What you need to do
Output each entry that follows exactly. Images stay out.

================================

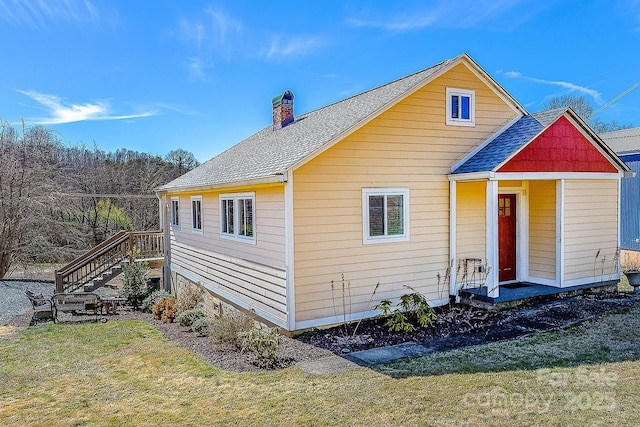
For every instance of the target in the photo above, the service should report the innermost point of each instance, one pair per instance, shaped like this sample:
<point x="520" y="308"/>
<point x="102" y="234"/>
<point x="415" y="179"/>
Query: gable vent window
<point x="237" y="217"/>
<point x="461" y="107"/>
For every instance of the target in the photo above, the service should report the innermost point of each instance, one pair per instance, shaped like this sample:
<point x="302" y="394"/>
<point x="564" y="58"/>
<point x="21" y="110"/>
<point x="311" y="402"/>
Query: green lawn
<point x="125" y="373"/>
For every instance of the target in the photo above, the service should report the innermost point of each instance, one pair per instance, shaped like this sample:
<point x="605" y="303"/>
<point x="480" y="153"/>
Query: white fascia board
<point x="273" y="179"/>
<point x="472" y="176"/>
<point x="502" y="176"/>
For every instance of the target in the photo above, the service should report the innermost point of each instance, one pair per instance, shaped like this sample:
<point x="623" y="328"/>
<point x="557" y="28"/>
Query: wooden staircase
<point x="104" y="262"/>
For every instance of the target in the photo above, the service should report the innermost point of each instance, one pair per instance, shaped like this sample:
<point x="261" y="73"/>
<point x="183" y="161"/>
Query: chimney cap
<point x="285" y="98"/>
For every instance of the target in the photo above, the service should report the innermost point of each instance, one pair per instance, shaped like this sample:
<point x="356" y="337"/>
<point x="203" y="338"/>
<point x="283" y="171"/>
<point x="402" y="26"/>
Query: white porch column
<point x="453" y="219"/>
<point x="493" y="290"/>
<point x="560" y="232"/>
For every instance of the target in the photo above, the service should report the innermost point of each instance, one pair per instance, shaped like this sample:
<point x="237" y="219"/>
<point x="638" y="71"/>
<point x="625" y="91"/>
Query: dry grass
<point x="126" y="373"/>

================================

Correct output
For every instance of the target in the photo above, the service should report the innermost point of each instance, one pair per instance, shaped like this sample:
<point x="520" y="308"/>
<point x="102" y="234"/>
<point x="415" y="179"/>
Query: gable vent window
<point x="237" y="217"/>
<point x="461" y="107"/>
For every instance of the target in the photo above, the service should report the innermost point of each instance, one pair per instance, shaped like this sample:
<point x="302" y="394"/>
<point x="564" y="58"/>
<point x="21" y="110"/>
<point x="311" y="402"/>
Query: green lawn
<point x="125" y="373"/>
For every instance of the target in the photo above, the service should report the innermost point of each instance, one pair per instance, shaped like this sample:
<point x="605" y="303"/>
<point x="480" y="153"/>
Query: white fascia board
<point x="273" y="179"/>
<point x="472" y="176"/>
<point x="502" y="176"/>
For every instance of the target in the photo above, the service should report the innermost point of each instance, one pair per instance, shaped like this sample:
<point x="623" y="328"/>
<point x="557" y="28"/>
Query: wooden staircase
<point x="104" y="262"/>
For every instance of the target in the photo above, the service should report the innermost point of each instance, one pair per instance, shaped like this sample:
<point x="261" y="73"/>
<point x="183" y="161"/>
Query: chimney cap
<point x="285" y="98"/>
For every instance of the target in the photo above, the service should report the innermost point of each instance, one pair per instance, shaped like this sample:
<point x="356" y="337"/>
<point x="203" y="338"/>
<point x="283" y="171"/>
<point x="402" y="26"/>
Query: white porch column
<point x="453" y="219"/>
<point x="493" y="290"/>
<point x="560" y="232"/>
For every instance of the target in the photo above, the service should report the innermost point of each instance, one pair per instance, shaped like this sample:
<point x="237" y="219"/>
<point x="638" y="71"/>
<point x="625" y="91"/>
Query: dry grass
<point x="126" y="373"/>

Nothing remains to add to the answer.